--- PROVIDED ENTRIES ---

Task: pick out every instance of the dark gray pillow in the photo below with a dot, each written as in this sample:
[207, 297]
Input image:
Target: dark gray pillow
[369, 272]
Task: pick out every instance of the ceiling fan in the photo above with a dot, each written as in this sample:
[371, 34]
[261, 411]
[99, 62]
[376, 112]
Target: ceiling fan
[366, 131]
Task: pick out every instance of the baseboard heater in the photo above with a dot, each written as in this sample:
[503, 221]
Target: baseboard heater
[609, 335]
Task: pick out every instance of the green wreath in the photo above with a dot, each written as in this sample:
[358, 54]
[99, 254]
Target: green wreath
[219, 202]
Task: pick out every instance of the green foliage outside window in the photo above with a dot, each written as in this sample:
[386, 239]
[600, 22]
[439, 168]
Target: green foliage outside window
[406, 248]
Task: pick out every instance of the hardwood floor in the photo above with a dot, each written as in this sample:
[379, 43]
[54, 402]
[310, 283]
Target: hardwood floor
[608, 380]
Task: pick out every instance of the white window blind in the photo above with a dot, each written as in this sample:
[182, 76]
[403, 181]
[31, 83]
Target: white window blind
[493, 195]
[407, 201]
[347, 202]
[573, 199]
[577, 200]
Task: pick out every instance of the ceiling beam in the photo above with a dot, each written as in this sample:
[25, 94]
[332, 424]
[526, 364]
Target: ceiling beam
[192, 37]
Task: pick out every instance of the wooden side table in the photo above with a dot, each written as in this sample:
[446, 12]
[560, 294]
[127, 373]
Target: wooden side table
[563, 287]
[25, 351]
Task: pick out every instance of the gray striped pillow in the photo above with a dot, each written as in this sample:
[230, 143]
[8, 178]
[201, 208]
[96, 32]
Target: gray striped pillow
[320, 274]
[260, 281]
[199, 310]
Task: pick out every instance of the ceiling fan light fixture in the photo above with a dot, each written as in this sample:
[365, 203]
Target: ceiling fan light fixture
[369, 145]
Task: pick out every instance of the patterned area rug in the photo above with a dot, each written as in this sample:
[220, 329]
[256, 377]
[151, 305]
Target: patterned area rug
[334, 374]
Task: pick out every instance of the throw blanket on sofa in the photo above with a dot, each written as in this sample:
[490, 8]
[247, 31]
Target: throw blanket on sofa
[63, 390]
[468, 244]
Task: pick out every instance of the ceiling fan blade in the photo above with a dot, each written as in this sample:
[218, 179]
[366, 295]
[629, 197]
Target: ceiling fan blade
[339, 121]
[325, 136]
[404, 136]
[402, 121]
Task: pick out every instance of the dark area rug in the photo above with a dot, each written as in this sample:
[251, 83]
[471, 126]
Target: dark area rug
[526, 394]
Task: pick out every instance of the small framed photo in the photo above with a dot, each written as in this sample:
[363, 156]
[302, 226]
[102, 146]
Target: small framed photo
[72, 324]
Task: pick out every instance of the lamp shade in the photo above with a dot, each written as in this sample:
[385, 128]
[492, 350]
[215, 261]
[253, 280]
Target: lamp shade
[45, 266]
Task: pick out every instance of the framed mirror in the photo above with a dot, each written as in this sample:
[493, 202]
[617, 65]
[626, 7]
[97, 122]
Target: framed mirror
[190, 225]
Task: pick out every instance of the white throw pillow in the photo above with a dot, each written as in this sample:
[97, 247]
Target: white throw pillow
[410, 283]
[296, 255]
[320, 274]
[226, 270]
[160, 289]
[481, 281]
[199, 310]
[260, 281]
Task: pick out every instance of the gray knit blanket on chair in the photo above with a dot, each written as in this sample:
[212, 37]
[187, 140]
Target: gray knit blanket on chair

---

**TASK INSTRUCTIONS:** Would you please filter the lines above and copy every one that includes "knit"?

**WRITTEN ANSWER:**
Task: pick out every instance of the gray knit blanket on chair in the photo above with a dot, each written as in this sample:
Target: gray knit blanket on chair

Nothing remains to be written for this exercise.